## Problem statement
Quote verbatim the lines of the listing from the line containing "contains dark car." through the line containing "160, 72, 168, 87", including both of those lines.
● ● ●
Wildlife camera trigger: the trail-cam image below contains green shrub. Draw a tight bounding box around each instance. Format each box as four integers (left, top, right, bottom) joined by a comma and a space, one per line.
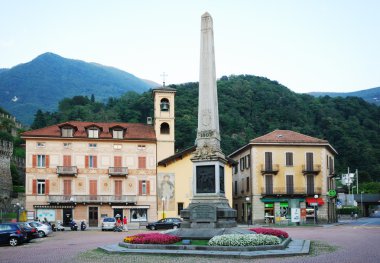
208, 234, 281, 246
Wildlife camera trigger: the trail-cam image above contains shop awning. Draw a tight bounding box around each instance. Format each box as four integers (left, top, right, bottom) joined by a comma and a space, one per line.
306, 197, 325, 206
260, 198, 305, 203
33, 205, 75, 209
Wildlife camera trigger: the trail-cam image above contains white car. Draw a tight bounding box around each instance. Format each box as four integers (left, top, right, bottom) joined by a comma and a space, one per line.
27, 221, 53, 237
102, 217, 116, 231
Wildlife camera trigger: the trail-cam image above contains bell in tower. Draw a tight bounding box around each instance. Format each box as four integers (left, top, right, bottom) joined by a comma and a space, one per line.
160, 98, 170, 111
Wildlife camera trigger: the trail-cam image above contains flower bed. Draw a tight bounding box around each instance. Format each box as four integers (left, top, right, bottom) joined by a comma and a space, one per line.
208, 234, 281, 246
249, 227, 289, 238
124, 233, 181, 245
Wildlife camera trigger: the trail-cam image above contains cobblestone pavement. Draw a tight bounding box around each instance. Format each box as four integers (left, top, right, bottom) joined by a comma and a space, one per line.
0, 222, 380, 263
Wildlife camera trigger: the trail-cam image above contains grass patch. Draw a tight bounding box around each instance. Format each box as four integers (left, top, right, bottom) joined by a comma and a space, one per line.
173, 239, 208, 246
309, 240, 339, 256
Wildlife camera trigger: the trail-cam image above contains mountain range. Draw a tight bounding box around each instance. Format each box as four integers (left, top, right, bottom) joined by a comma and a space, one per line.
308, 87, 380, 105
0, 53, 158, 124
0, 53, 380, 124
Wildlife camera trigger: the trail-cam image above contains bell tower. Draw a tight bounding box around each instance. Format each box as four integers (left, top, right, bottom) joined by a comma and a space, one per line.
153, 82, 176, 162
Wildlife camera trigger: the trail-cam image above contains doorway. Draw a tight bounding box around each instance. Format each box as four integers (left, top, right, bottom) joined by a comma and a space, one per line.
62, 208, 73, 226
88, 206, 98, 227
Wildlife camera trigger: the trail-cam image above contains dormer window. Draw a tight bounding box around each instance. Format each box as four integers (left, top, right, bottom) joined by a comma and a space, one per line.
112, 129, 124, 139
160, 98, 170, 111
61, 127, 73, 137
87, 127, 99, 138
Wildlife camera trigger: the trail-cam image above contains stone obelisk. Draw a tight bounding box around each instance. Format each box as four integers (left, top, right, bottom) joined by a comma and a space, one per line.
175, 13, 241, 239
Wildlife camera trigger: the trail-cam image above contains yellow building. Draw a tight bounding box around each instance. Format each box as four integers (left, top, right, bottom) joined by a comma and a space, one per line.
● ● ●
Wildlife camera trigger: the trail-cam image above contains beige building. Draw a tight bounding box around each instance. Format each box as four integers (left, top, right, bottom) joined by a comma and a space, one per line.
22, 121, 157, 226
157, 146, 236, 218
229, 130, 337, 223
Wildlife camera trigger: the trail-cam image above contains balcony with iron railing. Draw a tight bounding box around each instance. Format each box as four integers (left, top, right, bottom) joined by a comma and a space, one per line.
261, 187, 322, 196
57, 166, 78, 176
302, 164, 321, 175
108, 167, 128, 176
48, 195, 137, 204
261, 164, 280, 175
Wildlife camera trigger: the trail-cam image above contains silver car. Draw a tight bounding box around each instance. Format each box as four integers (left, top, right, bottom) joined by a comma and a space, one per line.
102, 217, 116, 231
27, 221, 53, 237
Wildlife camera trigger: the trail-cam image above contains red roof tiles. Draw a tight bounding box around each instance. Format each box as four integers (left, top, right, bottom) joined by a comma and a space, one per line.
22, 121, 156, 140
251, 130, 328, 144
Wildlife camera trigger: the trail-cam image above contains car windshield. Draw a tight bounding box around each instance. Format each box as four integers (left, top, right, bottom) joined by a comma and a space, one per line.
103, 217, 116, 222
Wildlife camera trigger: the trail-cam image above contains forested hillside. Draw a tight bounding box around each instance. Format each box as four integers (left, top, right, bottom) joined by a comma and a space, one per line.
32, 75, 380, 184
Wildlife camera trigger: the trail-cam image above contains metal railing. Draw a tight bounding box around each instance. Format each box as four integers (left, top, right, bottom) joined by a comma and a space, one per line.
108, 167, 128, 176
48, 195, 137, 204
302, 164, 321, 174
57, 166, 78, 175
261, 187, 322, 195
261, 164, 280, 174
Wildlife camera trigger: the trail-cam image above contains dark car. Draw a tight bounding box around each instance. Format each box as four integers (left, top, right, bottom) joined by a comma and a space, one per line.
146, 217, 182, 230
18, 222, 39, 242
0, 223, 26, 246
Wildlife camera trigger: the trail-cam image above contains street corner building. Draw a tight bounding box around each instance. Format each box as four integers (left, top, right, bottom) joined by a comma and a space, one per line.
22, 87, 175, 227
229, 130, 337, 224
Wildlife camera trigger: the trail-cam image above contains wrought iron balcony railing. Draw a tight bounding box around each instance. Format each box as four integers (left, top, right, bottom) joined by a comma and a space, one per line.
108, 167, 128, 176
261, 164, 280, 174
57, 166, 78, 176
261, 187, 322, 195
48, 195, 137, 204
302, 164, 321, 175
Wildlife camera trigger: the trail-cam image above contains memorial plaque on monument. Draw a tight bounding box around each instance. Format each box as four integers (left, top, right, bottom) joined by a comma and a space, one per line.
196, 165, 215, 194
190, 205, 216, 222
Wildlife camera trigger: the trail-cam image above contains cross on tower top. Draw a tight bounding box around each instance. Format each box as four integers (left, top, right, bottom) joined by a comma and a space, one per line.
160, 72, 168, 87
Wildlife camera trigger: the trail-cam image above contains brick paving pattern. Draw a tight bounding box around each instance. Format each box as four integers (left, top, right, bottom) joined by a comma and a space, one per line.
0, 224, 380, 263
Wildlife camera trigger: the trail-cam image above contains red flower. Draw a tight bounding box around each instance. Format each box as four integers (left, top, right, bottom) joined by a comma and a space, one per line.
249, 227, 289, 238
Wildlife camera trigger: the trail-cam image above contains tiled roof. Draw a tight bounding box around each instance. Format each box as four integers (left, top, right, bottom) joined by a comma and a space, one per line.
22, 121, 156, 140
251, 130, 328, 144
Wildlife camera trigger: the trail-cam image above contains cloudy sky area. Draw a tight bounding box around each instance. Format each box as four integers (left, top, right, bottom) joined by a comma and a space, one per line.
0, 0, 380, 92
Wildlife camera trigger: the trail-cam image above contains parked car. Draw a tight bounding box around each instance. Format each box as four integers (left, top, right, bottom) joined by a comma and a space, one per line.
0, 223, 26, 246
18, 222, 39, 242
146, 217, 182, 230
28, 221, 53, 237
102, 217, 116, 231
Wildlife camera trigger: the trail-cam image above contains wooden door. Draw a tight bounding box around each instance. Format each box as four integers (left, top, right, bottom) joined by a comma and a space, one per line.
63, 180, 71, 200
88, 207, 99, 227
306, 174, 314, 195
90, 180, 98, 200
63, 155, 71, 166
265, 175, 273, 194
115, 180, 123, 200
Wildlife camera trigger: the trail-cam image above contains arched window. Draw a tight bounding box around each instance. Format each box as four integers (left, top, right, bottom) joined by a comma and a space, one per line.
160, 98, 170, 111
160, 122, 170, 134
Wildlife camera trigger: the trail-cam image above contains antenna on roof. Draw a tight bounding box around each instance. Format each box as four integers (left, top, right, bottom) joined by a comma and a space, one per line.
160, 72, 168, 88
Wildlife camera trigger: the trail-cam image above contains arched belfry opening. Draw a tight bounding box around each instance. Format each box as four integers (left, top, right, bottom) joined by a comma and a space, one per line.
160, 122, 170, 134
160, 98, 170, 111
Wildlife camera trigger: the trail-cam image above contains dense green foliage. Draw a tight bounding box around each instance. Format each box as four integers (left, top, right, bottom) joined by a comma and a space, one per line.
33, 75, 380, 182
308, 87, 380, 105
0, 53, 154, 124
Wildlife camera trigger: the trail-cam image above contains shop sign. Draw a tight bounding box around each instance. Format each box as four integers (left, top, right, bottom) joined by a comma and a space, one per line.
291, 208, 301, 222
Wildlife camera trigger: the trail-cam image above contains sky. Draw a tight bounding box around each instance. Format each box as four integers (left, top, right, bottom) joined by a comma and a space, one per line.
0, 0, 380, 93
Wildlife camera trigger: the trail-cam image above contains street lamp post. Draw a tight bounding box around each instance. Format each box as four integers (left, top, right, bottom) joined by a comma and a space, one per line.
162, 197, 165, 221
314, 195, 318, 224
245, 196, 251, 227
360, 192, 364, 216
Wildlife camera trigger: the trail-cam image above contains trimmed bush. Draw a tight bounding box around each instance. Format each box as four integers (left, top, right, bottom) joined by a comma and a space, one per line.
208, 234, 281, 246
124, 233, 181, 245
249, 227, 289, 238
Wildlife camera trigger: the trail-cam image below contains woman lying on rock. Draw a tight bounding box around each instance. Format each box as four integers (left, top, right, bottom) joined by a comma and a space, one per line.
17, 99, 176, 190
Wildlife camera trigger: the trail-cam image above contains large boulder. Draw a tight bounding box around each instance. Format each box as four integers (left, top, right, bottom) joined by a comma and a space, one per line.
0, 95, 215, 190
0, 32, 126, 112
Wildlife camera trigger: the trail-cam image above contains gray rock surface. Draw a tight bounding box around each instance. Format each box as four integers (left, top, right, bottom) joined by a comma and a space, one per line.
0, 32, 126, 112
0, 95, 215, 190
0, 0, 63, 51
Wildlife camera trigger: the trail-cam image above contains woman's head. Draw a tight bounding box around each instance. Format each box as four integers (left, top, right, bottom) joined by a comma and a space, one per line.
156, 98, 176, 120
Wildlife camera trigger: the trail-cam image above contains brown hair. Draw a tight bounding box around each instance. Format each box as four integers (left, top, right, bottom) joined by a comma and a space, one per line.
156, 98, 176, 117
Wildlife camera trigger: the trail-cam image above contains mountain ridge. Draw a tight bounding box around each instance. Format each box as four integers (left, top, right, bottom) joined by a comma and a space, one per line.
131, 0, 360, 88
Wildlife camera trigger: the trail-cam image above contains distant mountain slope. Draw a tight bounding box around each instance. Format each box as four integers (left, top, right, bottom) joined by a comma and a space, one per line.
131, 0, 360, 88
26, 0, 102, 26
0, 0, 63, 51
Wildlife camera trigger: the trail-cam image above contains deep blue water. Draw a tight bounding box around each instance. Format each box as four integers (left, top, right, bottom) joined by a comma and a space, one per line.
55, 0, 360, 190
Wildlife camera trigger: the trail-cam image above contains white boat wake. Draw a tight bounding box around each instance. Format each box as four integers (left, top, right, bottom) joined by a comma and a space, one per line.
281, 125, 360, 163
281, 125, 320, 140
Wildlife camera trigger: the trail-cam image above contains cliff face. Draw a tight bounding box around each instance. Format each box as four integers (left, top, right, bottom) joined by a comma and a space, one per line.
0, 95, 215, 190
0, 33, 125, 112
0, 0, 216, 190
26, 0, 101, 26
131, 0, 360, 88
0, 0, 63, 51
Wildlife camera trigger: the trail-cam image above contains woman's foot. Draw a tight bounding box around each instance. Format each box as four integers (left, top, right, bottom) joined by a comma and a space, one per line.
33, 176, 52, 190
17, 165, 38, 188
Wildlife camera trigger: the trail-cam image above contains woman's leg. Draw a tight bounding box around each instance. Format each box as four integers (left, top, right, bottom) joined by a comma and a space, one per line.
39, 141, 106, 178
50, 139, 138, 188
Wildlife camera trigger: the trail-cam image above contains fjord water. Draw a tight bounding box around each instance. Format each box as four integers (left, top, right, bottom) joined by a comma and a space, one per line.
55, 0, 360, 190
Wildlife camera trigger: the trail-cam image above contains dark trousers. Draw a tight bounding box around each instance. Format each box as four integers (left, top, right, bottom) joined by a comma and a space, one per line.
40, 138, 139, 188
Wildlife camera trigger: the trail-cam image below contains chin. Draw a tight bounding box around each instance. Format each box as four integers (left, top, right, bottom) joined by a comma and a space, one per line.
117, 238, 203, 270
● ● ●
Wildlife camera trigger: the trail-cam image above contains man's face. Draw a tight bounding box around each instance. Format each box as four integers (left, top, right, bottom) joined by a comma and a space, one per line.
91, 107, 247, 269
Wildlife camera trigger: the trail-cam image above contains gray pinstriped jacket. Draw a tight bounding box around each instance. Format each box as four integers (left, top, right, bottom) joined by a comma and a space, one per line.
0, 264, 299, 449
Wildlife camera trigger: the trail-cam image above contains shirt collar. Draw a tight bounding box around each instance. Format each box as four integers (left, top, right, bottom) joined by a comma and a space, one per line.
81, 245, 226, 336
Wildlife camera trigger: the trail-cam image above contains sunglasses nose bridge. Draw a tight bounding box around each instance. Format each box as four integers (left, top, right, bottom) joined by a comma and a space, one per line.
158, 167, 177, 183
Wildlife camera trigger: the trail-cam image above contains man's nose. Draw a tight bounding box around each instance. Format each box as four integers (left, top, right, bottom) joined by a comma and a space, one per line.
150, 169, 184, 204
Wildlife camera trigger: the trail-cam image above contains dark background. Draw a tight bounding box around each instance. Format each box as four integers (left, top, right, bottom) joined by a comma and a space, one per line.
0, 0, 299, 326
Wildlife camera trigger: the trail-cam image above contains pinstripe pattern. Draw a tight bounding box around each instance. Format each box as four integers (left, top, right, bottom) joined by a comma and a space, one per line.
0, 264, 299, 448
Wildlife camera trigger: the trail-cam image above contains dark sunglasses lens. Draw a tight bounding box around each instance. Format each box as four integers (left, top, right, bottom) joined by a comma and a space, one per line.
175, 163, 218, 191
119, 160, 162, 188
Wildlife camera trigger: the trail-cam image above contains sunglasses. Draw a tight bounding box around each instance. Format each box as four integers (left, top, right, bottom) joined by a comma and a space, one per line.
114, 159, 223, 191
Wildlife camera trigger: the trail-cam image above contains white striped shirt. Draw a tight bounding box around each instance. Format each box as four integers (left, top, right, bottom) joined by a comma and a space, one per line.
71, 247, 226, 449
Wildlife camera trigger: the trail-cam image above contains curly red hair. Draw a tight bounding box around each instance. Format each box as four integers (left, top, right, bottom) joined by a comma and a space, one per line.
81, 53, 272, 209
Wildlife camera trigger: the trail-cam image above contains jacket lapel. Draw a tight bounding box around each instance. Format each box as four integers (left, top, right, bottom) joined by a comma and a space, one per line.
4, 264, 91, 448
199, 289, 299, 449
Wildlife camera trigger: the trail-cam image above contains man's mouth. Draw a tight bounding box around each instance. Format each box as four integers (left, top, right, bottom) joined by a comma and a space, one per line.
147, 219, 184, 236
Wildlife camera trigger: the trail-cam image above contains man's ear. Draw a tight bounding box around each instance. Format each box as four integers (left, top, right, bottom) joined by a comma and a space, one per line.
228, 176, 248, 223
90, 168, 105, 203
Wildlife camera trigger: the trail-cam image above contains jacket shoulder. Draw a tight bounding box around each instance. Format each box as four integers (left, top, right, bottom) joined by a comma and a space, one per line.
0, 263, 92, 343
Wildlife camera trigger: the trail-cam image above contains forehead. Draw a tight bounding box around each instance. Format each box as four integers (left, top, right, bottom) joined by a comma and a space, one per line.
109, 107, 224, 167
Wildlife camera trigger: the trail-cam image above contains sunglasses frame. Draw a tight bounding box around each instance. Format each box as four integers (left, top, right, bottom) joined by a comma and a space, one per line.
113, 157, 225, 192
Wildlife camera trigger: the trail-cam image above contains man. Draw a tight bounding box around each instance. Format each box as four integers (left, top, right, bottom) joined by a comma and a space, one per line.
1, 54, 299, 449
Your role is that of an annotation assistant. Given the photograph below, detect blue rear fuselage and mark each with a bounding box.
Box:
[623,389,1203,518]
● ● ●
## Result for this exercise
Wildlife camera trigger: the trail-cam image above contains dark car. Draw a tight bounding box around each instance. Format each box as four integers (left, top, right, bottom) joined by a comma and a space, one per line.
146, 217, 182, 230
18, 222, 39, 242
0, 223, 26, 246
Wildlife camera trigger: the trail-cam image above contains street corner building. Draw a tight bounding box around each instance. Format each box as four integers (left, top, right, bottom) joined by a comma and a space, one per line.
22, 87, 175, 227
229, 130, 337, 224
Wildlife camera trigger: the trail-cam image above contains wrought iron balcony railing. Draw a tight bounding box around each instance. Format each box as four integers (left, top, right, bottom) joined by a comma and a space, one per line.
108, 167, 128, 176
261, 164, 280, 174
57, 166, 78, 176
261, 187, 322, 195
48, 195, 137, 204
302, 164, 321, 175
Wildlife camera trigger: the trail-cam image above contains memorial plaque on monument. Draw a tight bounding box around each instance. Format each box as four integers (left, top, right, bottom) joined by a comma and a space, one per line.
196, 165, 215, 194
190, 205, 216, 222
Wildlife camera trigger: the trail-cam image above contains cross on tower top. Draw a tight bounding box around each instance. Format each box as four integers (left, top, right, bottom) joined by a comma and a space, one per line.
160, 72, 168, 87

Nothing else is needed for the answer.